• [Material for this task]:

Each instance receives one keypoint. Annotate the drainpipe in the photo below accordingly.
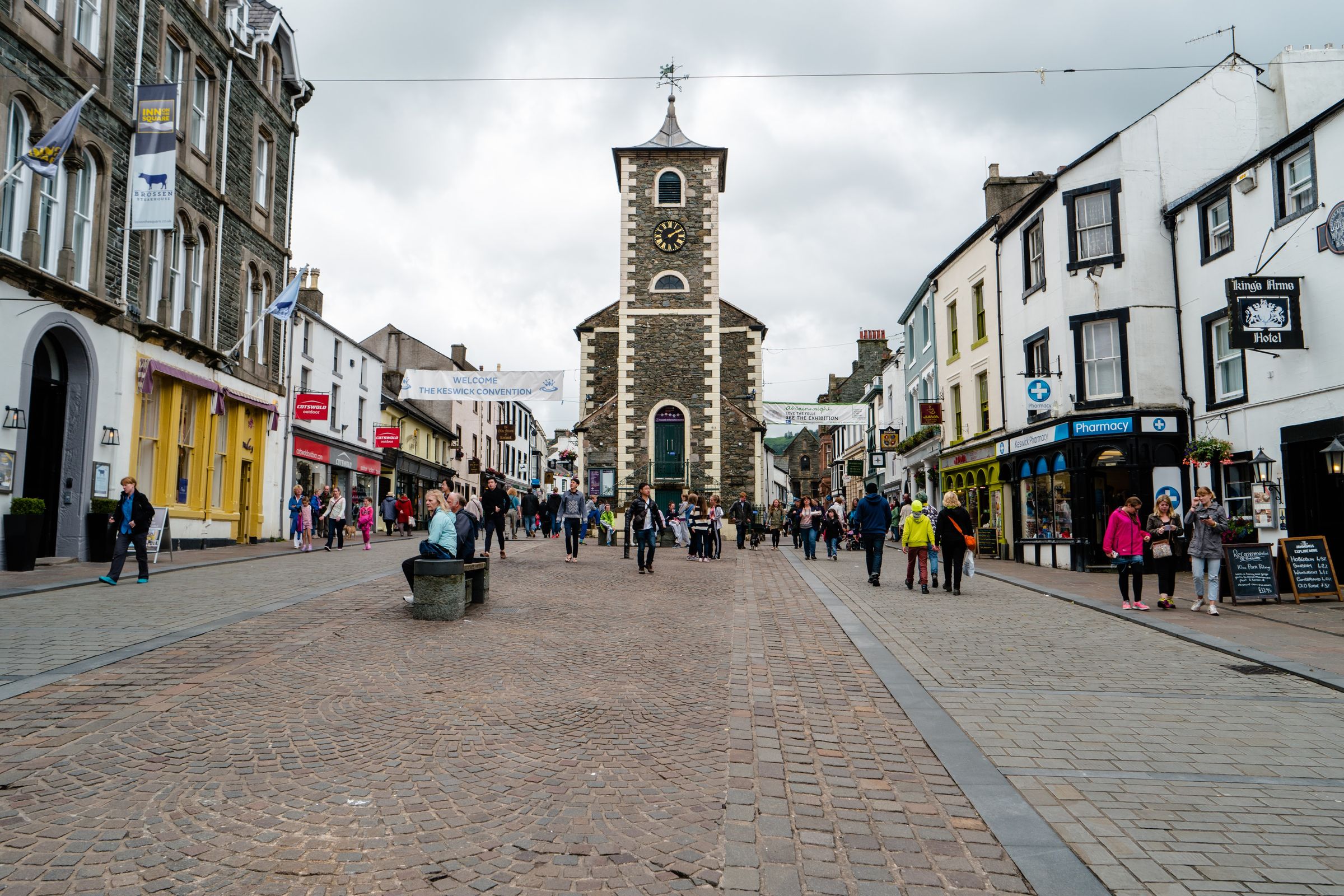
(1180, 336)
(125, 222)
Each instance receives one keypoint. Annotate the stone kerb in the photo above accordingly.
(440, 590)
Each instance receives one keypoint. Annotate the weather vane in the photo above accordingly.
(667, 76)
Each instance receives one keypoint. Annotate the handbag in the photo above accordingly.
(971, 539)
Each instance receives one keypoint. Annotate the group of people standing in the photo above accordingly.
(1168, 538)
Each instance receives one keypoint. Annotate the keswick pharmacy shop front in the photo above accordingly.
(1066, 479)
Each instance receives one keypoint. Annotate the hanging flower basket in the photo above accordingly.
(1205, 452)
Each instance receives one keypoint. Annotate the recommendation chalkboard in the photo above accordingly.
(1309, 567)
(1250, 571)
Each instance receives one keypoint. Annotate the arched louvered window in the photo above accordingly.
(670, 189)
(670, 284)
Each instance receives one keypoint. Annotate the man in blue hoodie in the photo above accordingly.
(874, 521)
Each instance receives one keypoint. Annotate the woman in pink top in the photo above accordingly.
(1124, 544)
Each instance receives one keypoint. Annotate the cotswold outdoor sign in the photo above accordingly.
(1265, 312)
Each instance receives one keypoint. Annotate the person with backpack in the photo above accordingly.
(951, 535)
(441, 543)
(871, 519)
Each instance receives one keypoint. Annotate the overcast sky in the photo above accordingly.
(487, 213)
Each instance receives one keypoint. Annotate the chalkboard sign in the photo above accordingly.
(1309, 567)
(1250, 571)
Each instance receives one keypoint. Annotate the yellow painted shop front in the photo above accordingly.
(199, 450)
(973, 474)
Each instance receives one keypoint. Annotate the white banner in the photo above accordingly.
(796, 414)
(153, 159)
(483, 386)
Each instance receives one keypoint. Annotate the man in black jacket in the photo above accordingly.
(495, 503)
(741, 516)
(132, 517)
(529, 506)
(646, 521)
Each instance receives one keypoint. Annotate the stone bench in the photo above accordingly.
(478, 571)
(440, 590)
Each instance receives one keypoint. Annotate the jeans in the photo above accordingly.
(495, 526)
(124, 543)
(646, 539)
(872, 551)
(1201, 566)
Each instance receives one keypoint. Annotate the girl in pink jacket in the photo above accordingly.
(1124, 544)
(366, 520)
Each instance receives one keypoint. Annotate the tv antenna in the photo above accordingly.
(1214, 34)
(669, 76)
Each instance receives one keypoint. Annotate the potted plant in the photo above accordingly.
(24, 528)
(99, 533)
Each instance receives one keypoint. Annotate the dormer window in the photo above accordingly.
(670, 282)
(670, 189)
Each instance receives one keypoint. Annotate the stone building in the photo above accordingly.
(670, 374)
(119, 343)
(801, 453)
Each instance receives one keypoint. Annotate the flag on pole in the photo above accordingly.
(284, 305)
(45, 159)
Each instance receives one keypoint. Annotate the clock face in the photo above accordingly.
(670, 235)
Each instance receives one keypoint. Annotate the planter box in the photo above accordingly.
(22, 540)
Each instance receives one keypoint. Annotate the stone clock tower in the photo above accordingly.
(670, 374)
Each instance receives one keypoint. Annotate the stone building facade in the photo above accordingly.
(670, 374)
(120, 343)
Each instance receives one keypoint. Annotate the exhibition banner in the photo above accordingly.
(483, 386)
(800, 414)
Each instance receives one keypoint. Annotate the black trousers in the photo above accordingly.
(119, 559)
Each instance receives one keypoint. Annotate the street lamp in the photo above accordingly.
(1334, 457)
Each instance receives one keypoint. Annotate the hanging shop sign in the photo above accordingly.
(1265, 312)
(311, 406)
(1039, 394)
(483, 386)
(803, 414)
(1331, 234)
(153, 157)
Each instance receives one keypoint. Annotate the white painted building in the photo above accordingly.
(1085, 268)
(335, 444)
(1262, 216)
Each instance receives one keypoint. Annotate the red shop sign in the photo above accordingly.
(311, 450)
(311, 406)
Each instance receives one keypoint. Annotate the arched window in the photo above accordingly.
(86, 194)
(198, 281)
(52, 218)
(14, 198)
(670, 189)
(670, 284)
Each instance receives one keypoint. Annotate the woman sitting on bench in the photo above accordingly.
(441, 543)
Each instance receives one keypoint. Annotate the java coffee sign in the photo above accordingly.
(1265, 312)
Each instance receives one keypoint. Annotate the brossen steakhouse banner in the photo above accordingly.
(483, 386)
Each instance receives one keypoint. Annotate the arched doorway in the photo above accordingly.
(57, 442)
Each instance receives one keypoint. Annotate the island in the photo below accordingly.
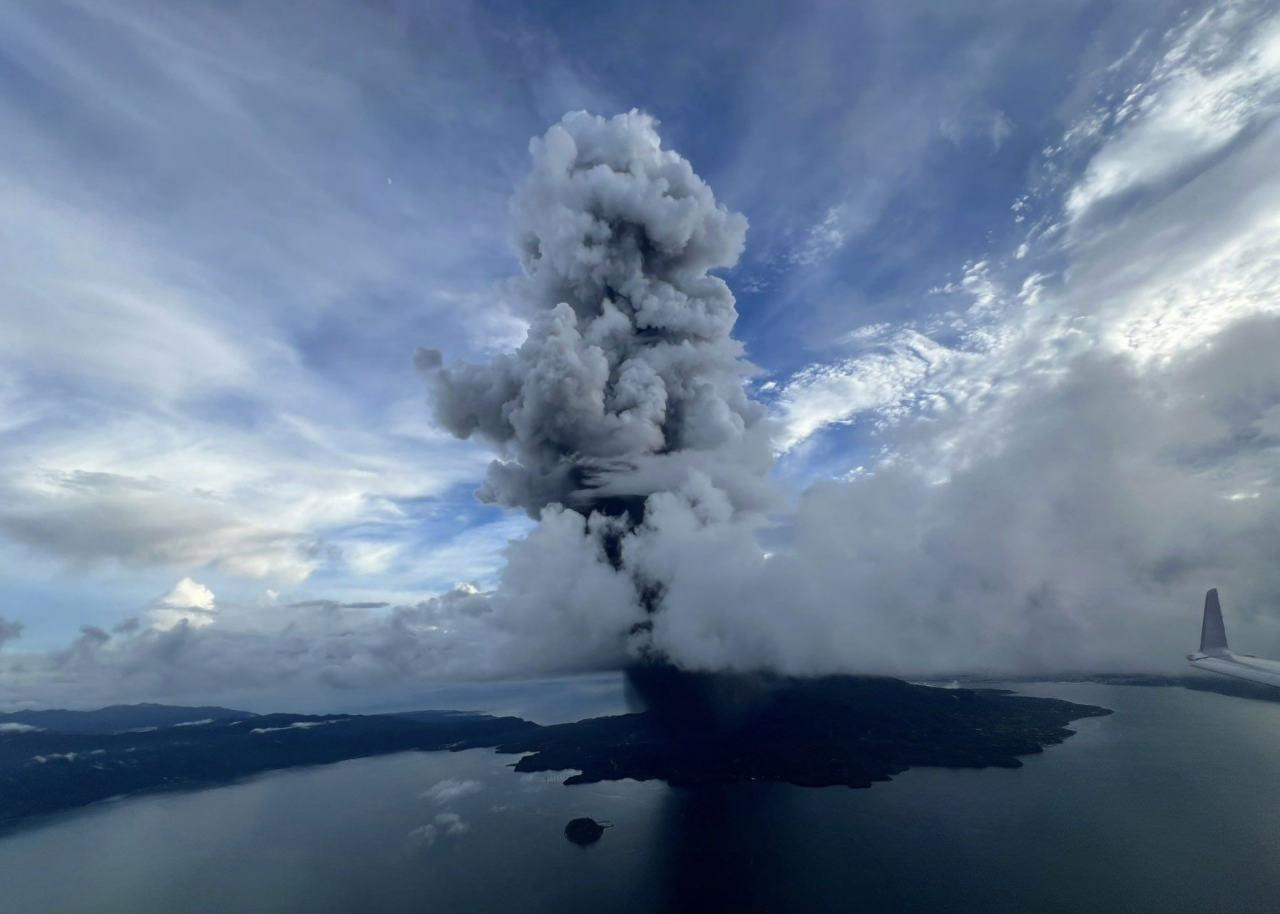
(698, 729)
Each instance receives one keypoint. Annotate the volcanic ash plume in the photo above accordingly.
(629, 382)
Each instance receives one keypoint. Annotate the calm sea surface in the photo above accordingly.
(1171, 804)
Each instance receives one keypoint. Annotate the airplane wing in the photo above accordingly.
(1216, 657)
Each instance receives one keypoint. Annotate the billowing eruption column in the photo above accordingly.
(629, 382)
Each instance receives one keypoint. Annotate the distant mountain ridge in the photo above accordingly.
(713, 729)
(118, 717)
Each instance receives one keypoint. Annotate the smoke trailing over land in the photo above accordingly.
(626, 403)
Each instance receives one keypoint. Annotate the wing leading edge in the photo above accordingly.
(1216, 657)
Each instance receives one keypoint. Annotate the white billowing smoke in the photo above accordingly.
(629, 389)
(630, 376)
(1075, 528)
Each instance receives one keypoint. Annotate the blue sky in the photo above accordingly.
(224, 229)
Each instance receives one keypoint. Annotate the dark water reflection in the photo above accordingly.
(1168, 805)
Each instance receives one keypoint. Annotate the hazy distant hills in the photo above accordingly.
(119, 717)
(128, 749)
(830, 731)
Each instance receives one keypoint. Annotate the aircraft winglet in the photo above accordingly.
(1212, 631)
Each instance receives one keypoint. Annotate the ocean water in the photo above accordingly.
(1171, 804)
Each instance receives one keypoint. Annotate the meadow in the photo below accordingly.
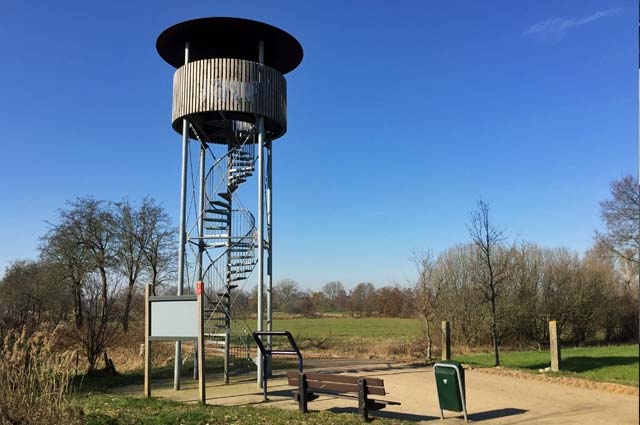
(617, 364)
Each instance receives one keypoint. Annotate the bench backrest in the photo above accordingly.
(337, 383)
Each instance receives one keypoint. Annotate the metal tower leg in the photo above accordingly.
(227, 297)
(201, 248)
(183, 233)
(261, 137)
(269, 253)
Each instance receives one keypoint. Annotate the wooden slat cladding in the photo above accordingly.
(235, 87)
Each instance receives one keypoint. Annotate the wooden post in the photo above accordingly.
(147, 343)
(200, 343)
(302, 393)
(554, 346)
(363, 402)
(446, 341)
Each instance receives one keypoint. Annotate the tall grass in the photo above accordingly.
(35, 380)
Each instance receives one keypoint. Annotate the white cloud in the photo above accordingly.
(558, 27)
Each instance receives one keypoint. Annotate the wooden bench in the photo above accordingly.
(312, 384)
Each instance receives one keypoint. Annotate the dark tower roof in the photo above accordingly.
(234, 38)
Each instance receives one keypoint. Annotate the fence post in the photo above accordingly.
(446, 341)
(554, 346)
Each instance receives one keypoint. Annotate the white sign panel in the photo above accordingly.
(174, 319)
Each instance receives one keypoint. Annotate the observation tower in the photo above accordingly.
(229, 105)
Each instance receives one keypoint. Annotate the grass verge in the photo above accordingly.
(616, 364)
(103, 409)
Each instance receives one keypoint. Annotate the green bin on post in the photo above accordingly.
(449, 377)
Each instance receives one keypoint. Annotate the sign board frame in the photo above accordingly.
(198, 311)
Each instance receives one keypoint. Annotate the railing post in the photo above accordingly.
(554, 346)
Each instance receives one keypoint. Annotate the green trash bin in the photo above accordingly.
(449, 377)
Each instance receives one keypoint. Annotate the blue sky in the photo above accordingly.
(401, 116)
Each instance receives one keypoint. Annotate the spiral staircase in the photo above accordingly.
(230, 233)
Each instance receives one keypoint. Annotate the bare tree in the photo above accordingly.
(97, 333)
(332, 290)
(426, 293)
(129, 252)
(156, 241)
(86, 235)
(493, 263)
(286, 292)
(621, 217)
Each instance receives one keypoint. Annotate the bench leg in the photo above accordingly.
(363, 410)
(302, 393)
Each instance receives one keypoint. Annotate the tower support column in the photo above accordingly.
(183, 231)
(261, 137)
(269, 251)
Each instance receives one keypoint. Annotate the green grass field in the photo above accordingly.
(618, 364)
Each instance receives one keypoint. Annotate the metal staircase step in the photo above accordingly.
(245, 264)
(217, 211)
(215, 335)
(220, 204)
(215, 220)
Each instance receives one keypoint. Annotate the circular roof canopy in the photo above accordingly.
(235, 38)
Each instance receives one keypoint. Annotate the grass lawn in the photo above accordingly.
(618, 364)
(103, 409)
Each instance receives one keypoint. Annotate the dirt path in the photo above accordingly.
(491, 399)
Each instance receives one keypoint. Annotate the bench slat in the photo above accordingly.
(345, 388)
(337, 386)
(331, 377)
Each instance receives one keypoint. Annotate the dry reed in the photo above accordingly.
(35, 380)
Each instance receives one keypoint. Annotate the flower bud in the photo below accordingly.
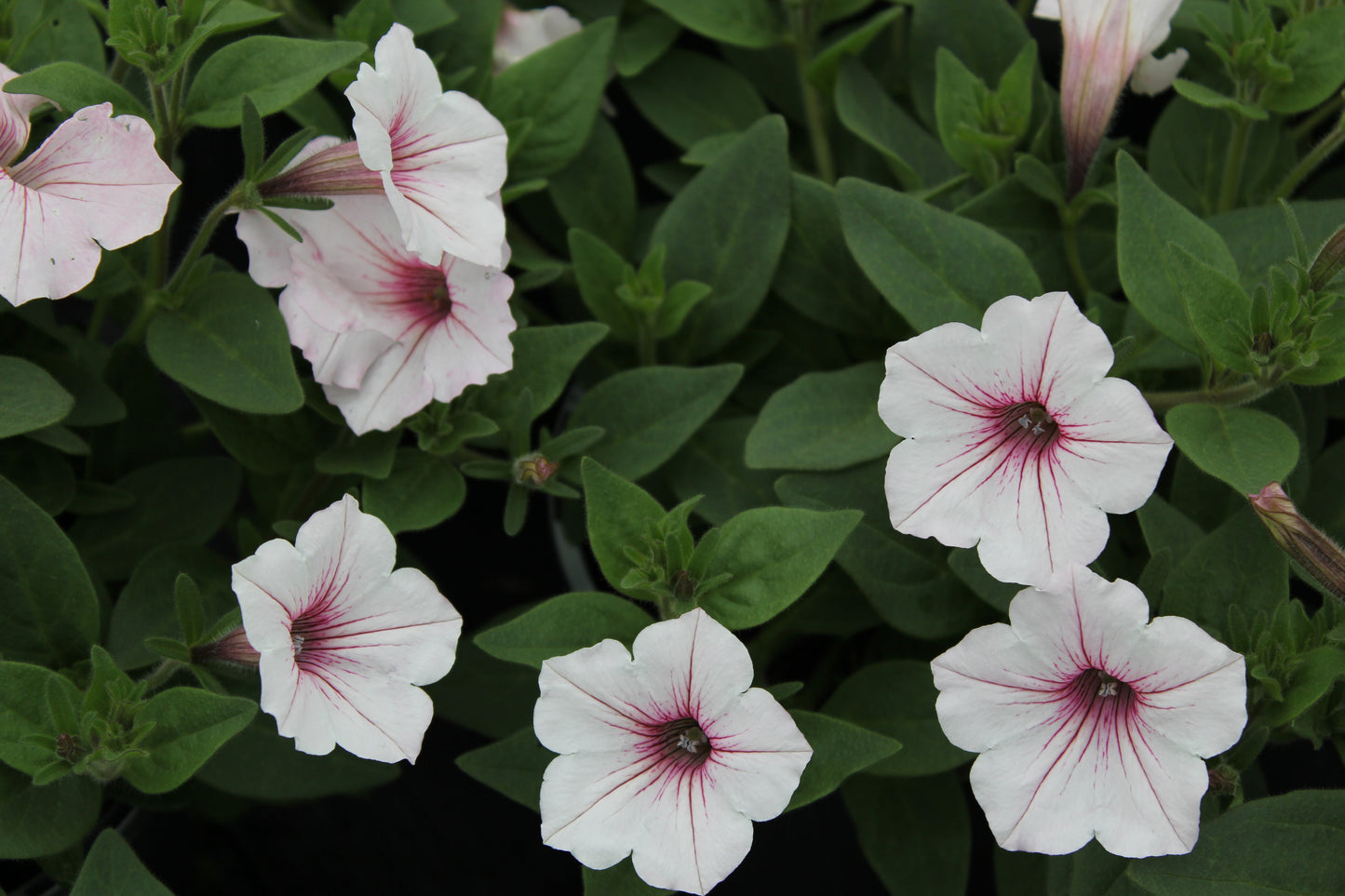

• [Problem description]: Could you restate exactly the lines from the line containing "Each instance receives one keypoint. Annotate the bench leg" through the end of the listing, both ends included and nothing else, leaving the images out?

• [Expected answer]:
Each instance receives one keypoint. Annotate the bench leg in the photo above accordingly.
(363, 410)
(302, 393)
Each instance receives one keypoint. Annotate the tower support column in the photo above accordingly.
(183, 231)
(261, 137)
(269, 251)
Each instance receives one keypoint. Annotate the green grass field in the photo above accordingly.
(618, 364)
Each instance receives one keypoint. Annotate the metal staircase step in the photo above accordingly.
(245, 264)
(217, 211)
(215, 335)
(220, 204)
(215, 220)
Each instance receives one keypoint. Annotate the circular roof canopy in the photo above accordingly.
(235, 38)
Each instance receives one keypoint. Annotate the grass lawn in the photo above accordingly.
(618, 364)
(103, 409)
Each instance receives one keypoint. Annotate the dirt path in the photo above accordingly.
(491, 399)
Each instance receives one keypoint. Annotate the bench slat in the photo above accordingly.
(345, 388)
(337, 386)
(331, 377)
Each instance receives one keypoint. Annotate the dry reed in the photo above accordingly.
(35, 380)
Each instance receives one keypoint. Annotate the flower bud in the photo below accordingly.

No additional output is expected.